▶ [Requirement]
Copy out all the lines in the records that include the word "rough".
── Source material
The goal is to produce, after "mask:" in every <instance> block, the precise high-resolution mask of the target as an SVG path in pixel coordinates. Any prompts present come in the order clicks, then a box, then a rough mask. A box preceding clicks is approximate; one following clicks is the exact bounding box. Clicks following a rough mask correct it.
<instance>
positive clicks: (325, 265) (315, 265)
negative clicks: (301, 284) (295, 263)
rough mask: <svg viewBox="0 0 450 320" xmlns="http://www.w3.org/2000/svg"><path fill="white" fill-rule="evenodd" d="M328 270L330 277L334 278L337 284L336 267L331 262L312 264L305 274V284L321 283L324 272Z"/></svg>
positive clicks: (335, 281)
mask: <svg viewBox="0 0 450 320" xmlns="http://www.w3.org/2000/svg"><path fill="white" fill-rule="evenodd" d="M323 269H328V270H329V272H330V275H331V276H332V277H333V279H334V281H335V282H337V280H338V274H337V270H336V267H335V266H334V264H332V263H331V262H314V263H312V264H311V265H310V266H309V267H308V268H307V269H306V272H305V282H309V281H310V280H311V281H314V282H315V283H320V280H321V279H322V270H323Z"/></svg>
────
▶ [Result]
The goal is to produce, after "mask:" in every <instance> block, the precise high-resolution mask of the target as an SVG path in pixel coordinates. Any prompts present come in the order clicks, then a box, then a rough mask. A box preceding clicks is approximate; one following clicks is the exact bounding box. Clicks following a rough mask correct it.
rough mask: <svg viewBox="0 0 450 320" xmlns="http://www.w3.org/2000/svg"><path fill="white" fill-rule="evenodd" d="M328 270L330 277L334 278L337 284L336 267L331 262L312 264L305 274V284L321 283L324 272Z"/></svg>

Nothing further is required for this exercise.